EXERCISE DETAILS: Express the lines below as a two-column CSV with the columns "prompt" and "mask," one row per line: its text in "prompt" and its answer in "mask." Put each value in a single quoted field with line breaks replaced by spaces, and leave the pictures out.

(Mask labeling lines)
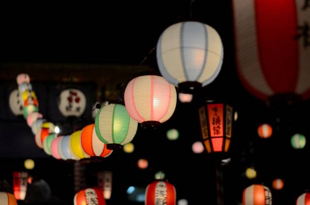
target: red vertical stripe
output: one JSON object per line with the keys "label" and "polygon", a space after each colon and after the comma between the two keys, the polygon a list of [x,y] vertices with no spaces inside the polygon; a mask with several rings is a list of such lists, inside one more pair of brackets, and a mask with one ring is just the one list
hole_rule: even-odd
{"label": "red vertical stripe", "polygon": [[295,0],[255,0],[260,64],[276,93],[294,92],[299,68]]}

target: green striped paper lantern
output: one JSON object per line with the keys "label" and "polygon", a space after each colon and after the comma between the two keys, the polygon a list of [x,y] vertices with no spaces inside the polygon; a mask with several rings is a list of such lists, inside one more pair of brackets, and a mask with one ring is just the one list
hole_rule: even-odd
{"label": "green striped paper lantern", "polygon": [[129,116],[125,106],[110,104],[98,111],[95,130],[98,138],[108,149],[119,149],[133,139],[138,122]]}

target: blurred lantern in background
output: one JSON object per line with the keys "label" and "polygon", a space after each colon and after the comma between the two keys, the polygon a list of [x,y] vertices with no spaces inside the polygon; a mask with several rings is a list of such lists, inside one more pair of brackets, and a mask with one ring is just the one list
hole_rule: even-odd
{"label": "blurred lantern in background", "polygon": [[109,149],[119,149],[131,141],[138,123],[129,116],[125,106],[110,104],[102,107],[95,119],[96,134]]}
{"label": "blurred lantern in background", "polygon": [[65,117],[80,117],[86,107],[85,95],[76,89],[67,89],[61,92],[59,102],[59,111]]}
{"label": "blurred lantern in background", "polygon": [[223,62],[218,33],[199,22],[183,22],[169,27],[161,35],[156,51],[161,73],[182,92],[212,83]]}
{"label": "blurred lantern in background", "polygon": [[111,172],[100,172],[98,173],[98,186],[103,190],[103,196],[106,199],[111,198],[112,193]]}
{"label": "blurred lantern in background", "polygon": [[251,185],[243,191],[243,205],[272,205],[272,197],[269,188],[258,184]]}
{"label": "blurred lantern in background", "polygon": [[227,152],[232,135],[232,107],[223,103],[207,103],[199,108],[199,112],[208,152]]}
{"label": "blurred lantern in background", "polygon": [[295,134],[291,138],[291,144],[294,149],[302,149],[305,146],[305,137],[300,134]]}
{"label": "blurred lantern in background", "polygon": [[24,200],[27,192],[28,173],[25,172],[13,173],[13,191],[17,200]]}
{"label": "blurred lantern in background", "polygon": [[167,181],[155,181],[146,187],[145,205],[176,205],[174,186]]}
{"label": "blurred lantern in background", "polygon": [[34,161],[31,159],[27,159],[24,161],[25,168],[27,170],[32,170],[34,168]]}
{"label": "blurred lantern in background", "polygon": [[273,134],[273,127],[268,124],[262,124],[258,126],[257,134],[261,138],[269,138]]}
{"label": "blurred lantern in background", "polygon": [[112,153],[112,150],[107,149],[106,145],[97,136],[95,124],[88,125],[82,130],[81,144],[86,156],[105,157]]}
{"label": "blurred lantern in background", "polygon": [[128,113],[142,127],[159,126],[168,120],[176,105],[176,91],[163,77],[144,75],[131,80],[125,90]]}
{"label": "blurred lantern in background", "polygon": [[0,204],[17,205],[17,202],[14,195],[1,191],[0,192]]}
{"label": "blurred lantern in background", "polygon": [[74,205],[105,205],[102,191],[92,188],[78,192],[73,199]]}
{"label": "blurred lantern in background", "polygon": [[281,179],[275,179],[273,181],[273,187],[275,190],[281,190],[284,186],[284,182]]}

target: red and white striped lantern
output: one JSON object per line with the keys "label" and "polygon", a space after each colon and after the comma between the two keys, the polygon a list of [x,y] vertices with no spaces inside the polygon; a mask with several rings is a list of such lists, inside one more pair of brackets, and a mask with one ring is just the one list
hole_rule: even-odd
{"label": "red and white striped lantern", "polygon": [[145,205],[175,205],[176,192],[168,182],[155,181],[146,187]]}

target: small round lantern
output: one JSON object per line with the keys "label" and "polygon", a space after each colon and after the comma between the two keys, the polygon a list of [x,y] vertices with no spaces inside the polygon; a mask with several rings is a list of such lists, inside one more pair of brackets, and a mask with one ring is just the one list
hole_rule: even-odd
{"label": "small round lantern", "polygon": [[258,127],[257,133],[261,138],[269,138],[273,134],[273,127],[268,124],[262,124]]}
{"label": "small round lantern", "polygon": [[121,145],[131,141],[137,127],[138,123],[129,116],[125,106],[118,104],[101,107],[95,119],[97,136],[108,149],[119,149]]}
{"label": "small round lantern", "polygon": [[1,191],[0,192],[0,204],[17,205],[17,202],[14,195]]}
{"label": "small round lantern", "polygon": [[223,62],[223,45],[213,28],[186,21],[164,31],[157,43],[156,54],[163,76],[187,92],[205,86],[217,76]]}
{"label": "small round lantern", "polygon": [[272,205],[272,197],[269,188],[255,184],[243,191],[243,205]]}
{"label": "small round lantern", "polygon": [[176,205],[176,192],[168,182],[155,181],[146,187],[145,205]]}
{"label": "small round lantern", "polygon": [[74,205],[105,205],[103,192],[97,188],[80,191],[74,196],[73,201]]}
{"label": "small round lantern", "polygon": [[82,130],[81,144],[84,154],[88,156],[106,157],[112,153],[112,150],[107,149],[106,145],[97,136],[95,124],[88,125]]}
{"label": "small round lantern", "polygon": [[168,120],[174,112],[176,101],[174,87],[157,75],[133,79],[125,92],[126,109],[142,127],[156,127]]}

TASK RESULT:
prompt,mask
"target: red vertical stripe output: one JSON object per line with the keys ""label"" and ""polygon"", a space after each colon and after the comma between the two keys, the polygon a list of [x,y] vertices with no spaces inside the polygon; a mask with several rings is a list of such lists, inside one more pair of brackets, and a mask with one ring is just the one list hole_rule: even-odd","{""label"": ""red vertical stripe"", ""polygon"": [[295,0],[255,0],[260,64],[276,93],[294,92],[299,68]]}"
"target: green striped paper lantern output: one JSON object per line with the keys ""label"" and ""polygon"", a space after each colon and after the comma between the two keys, the polygon a list of [x,y] vertices with no spaces inside the polygon; a mask with several rings is a list of such lists, inside one more pair of brackets, and a mask with one ring is just the one list hole_rule: even-odd","{""label"": ""green striped paper lantern"", ""polygon"": [[129,116],[125,106],[110,104],[98,111],[95,130],[98,138],[108,149],[119,149],[133,139],[138,122]]}"
"target: blurred lantern in background output: one JSON object per line with the keys ""label"" and ""polygon"", a space after each colon and after the comma between the two keys, the polygon a list of [x,y] vertices with no spaces inside the polygon; a mask with several rings is a list of such lists, inside one more pair of brackets, and a mask with one ring is just the one list hole_rule: even-odd","{""label"": ""blurred lantern in background"", ""polygon"": [[109,149],[119,149],[131,141],[138,123],[129,116],[125,106],[110,104],[102,107],[95,119],[96,134]]} {""label"": ""blurred lantern in background"", ""polygon"": [[65,117],[80,117],[86,107],[85,95],[76,89],[67,89],[61,92],[59,102],[59,111]]} {""label"": ""blurred lantern in background"", ""polygon"": [[223,62],[218,33],[199,22],[183,22],[169,27],[161,35],[156,51],[161,73],[182,92],[212,83]]} {""label"": ""blurred lantern in background"", ""polygon"": [[111,172],[100,172],[98,173],[98,186],[103,190],[103,196],[106,199],[111,198],[112,193]]} {""label"": ""blurred lantern in background"", ""polygon"": [[251,185],[243,191],[243,205],[272,205],[272,197],[269,188],[258,184]]} {""label"": ""blurred lantern in background"", ""polygon"": [[227,152],[232,135],[232,107],[223,103],[207,103],[199,108],[199,112],[208,152]]} {""label"": ""blurred lantern in background"", ""polygon"": [[295,134],[291,138],[291,144],[294,149],[302,149],[305,146],[305,137],[300,134]]} {""label"": ""blurred lantern in background"", ""polygon"": [[24,200],[27,192],[28,173],[25,172],[13,173],[13,191],[17,200]]} {""label"": ""blurred lantern in background"", ""polygon"": [[167,181],[155,181],[146,187],[145,205],[176,205],[174,186]]} {""label"": ""blurred lantern in background"", ""polygon"": [[34,161],[31,159],[27,159],[24,161],[25,168],[27,170],[32,170],[34,168]]} {""label"": ""blurred lantern in background"", ""polygon"": [[273,134],[273,127],[268,124],[262,124],[258,126],[257,134],[261,138],[269,138]]} {""label"": ""blurred lantern in background"", ""polygon"": [[112,153],[112,150],[107,149],[106,145],[97,136],[95,124],[88,125],[82,130],[81,144],[86,156],[105,157]]} {""label"": ""blurred lantern in background"", ""polygon"": [[128,113],[142,127],[159,126],[168,120],[176,105],[176,91],[163,77],[144,75],[131,80],[125,90]]} {""label"": ""blurred lantern in background"", ""polygon"": [[0,204],[17,205],[17,202],[14,195],[1,191],[0,192]]} {""label"": ""blurred lantern in background"", ""polygon"": [[74,205],[105,205],[102,191],[92,188],[78,192],[73,199]]} {""label"": ""blurred lantern in background"", ""polygon"": [[281,179],[275,179],[273,181],[273,187],[275,190],[281,190],[284,186],[284,182]]}"
"target: red and white striped lantern output: one JSON object per line with the keys ""label"" and ""polygon"", a space after each colon and after the comma between the two keys, the polygon a list of [x,y] vertices with no spaces inside the polygon; a mask with several rings is a list of such lists, inside one more pair of brackets, and a mask with one ring is just the one list hole_rule: even-odd","{""label"": ""red and white striped lantern"", ""polygon"": [[145,205],[175,205],[176,192],[168,182],[155,181],[146,187]]}"
"target: small round lantern output: one JSON object per line with the keys ""label"" and ""polygon"", a space after each colon and after the comma between the two keys, the polygon a list of [x,y] vertices with no spaces inside the polygon; a mask with several rings is a list of such lists, inside one more pair of brackets, and a mask with one ring is just the one list hole_rule: even-odd","{""label"": ""small round lantern"", ""polygon"": [[258,127],[257,133],[261,138],[269,138],[273,134],[273,127],[268,124],[262,124]]} {""label"": ""small round lantern"", ""polygon"": [[121,145],[131,141],[137,127],[138,123],[129,116],[125,106],[118,104],[101,107],[95,119],[97,136],[108,149],[119,149]]} {""label"": ""small round lantern"", ""polygon"": [[1,191],[0,192],[0,204],[17,205],[17,202],[14,195]]} {""label"": ""small round lantern"", ""polygon"": [[223,62],[223,45],[213,28],[186,21],[164,31],[157,43],[156,54],[163,76],[187,92],[205,86],[217,76]]} {""label"": ""small round lantern"", ""polygon"": [[272,205],[272,197],[269,188],[255,184],[243,191],[243,205]]} {""label"": ""small round lantern"", ""polygon"": [[176,205],[176,192],[168,182],[155,181],[146,187],[145,205]]} {""label"": ""small round lantern"", ""polygon"": [[74,205],[105,205],[103,192],[97,188],[80,191],[74,196],[73,201]]} {""label"": ""small round lantern"", ""polygon"": [[82,130],[81,144],[84,154],[88,156],[106,157],[112,153],[112,150],[107,149],[106,145],[97,136],[95,124],[88,125]]} {""label"": ""small round lantern"", ""polygon"": [[168,120],[174,112],[176,101],[174,87],[157,75],[133,79],[125,92],[126,109],[142,127],[156,127]]}"